*Source text*
I have been told by some to have a meaningless fling with some random person as some party. That will ease the loss. Perhaps that would work for some people, but I am an artist. I feel things differently than some, and not at all for others. Music moves me, it surges through my very blood and makes me shiver. I told a friend once music does to me what alcohol and drugs do to others. That same heady, reckless, restless, feeling that sits in your heart and makes you move. You can't sit still. I can't sit still.
Relationships with people are similar. I ache with love when I watch someone I love sleep beside me. I drink in moments and save them for later, for winter when I'm cold, for being alone. The happy blissful golden moments that are kept in my soul. Mothers know this feeling, they drink in the ephemeral moments of their babies. The first words, first steps, first smiles, laughs. They soak it up and save it for later to soothe them when the child has become an adult and left.



Sitting alone is dangerous right now. Having no where to be, and nothing to do leave me restless and empty. Everyone is at work, or school, or running errands before I woke up and I'm left alone in my room with only the ghosts for company. Trying not to go crazy thinking about what I've lost, and hoping, praying for what is to come. If I had a cat, I would being cuddling it a lot right now. It makes me want something to care for again. A cat, a baby, something, anything. It makes me want to do a play or go to work just for the excuse of having to be somewhere. Sitting alone, something I relished when I was younger, is deadly to me now.

Wednesday, July 29, 2009

She trudges on


I am in a bubble of space that isolates the outside world from my senses. Touch comes slowly, sounds are the first to assail my battered mind. Thoughts, words come last. I am drowning in my own despair. I know I need help, but don't know if I will get the right help, or if the help will fix my despair, depression.
I pace my floor at night consumed with thoughts of feeling alone, ugly, worthless, useless and concluding that I should leave this world. What's the point of going on? I'm not sure if this stems from loosing love I thought would last forever, in addition to just being depressed anyway, but it hurts. It's affecting my work, it's affecting my life, my future. There are too many people who love me for me to be so selfish as to leave them all, but that doesn't stop me from thinking about it. I want to take the pain I feel inside and make it physical. I want to hurt as much in my skin and muscles as I do in my heart and soul.
So I go to work because I know it will distract me from my pain, but it doesn't cure what hurts. Which makes me wonder, what does hurt? And why? Where do I get the idea that I am ugly, horrible monster of a person to the point of not valuing my own talents? To the point of considering wasting my talent in forcing my own death. Death comes for us all, it's what you do with your precious life in the meantime that makes legends or fables or changes in the great wide world. I am just silly enough sometimes to want to make my death come sooner so the world will no longer be troubled with trying to keep me here.

*Work to complete*
**1)** Write out the part of the blog entries on loss above word for word, beginning at the words "Wednesday, July 29, 2009" and stopping after "my despair, depression.".
**2)** Continue the blog entries on loss above, picking up right after their final sentence.

*Available data*
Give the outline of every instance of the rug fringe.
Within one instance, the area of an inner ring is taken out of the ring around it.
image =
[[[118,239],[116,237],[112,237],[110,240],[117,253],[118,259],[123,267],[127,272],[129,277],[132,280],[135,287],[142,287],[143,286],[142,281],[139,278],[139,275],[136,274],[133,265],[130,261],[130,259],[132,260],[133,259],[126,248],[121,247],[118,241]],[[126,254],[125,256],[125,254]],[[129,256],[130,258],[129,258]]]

*Answers provided*
**1)**
Wednesday, July 29, 2009

She trudges on


I am in a bubble of space that isolates the outside world from my senses. Touch comes slowly, sounds are the first to assail my battered mind. Thoughts, words come last. I am drowning in my own despair. I know I need help, but don't know if I will get the right help, or if the help will fix my despair, depression.

**2)**
I am sad to loose love I thought would last forever. It weakens my faith and hope in the future. In the fact that there is someone, made especially for me to spend the rest of my life with. I am shattered in this resolute faith of the hope of love. I want to drink until I pass out just so I sleep through the night. I want to beat my body until the bruises show, purple and black, badges of my heart's pain. I want to cry until I can't cry anymore so I purge all the pain from my soul. I want to be happy again and dance in the sunlight. I think I know how to accomplish this, but it's going to take time and patience and hope. Trust in the future, in the promise that the future will be different and that difference will be better. Please, God, let it be so.

Saturday, May 30, 2009

Demeter's Daughter

She was drifting again. LIke the wind could pick her up and blow her away, up into the clouds. She only wished to be with him, he was her anchor, her two strong arms that wouldn't let her go.
But it was Spring and Demeter's Daughter had to, once again, emerge from Hell.
Her thoughts glide sluggishly, slick as oil but still brackish and torpid, praying to find that thing that clears her head and allows her to return to the light of day. She remembers dancing in sunlight and embracing the dawn. When life was innocent, placid, naive.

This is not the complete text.